Perintah Latihan: Tulis ulang seluruh item di bawah ini tanpa mengubah satu karakter pun.

Kutipan Data:
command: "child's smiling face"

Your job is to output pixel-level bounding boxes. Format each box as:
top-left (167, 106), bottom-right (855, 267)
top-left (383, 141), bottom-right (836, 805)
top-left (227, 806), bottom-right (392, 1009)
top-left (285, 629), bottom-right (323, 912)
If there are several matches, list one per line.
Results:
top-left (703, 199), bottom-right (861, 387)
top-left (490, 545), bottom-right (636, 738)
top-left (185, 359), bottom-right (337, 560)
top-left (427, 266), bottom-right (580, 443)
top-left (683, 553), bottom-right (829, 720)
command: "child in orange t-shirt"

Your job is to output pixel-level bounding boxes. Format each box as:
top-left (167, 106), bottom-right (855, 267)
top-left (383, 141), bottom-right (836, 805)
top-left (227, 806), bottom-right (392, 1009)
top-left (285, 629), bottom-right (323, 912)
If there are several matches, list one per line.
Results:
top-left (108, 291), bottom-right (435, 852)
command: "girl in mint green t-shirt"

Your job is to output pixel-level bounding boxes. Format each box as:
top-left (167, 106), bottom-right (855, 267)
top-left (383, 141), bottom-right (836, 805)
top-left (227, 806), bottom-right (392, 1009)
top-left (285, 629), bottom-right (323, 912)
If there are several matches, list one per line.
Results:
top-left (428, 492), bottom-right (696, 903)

Pembahasan Jawaban:
command: "child's smiling face"

Your job is to output pixel-level bounding boxes. Format each box as:
top-left (167, 106), bottom-right (855, 267)
top-left (383, 141), bottom-right (836, 805)
top-left (227, 806), bottom-right (392, 1009)
top-left (285, 629), bottom-right (323, 912)
If there are several matches, list one per line.
Results:
top-left (703, 199), bottom-right (861, 387)
top-left (490, 545), bottom-right (636, 738)
top-left (185, 359), bottom-right (337, 560)
top-left (427, 266), bottom-right (580, 443)
top-left (683, 553), bottom-right (829, 720)
command: "child in orange t-shirt"

Your job is to output pixel-level bounding boxes. Format each box as:
top-left (167, 106), bottom-right (855, 267)
top-left (383, 141), bottom-right (836, 805)
top-left (227, 806), bottom-right (392, 1009)
top-left (285, 629), bottom-right (323, 912)
If there are several matches, list one per line.
Results:
top-left (108, 291), bottom-right (435, 852)
command: "girl in mint green t-shirt"

Your job is to output pixel-level bounding boxes. Format each box as:
top-left (167, 106), bottom-right (855, 267)
top-left (383, 141), bottom-right (836, 805)
top-left (227, 806), bottom-right (392, 1009)
top-left (285, 629), bottom-right (323, 912)
If there are several matches, list one per line.
Results:
top-left (428, 492), bottom-right (696, 903)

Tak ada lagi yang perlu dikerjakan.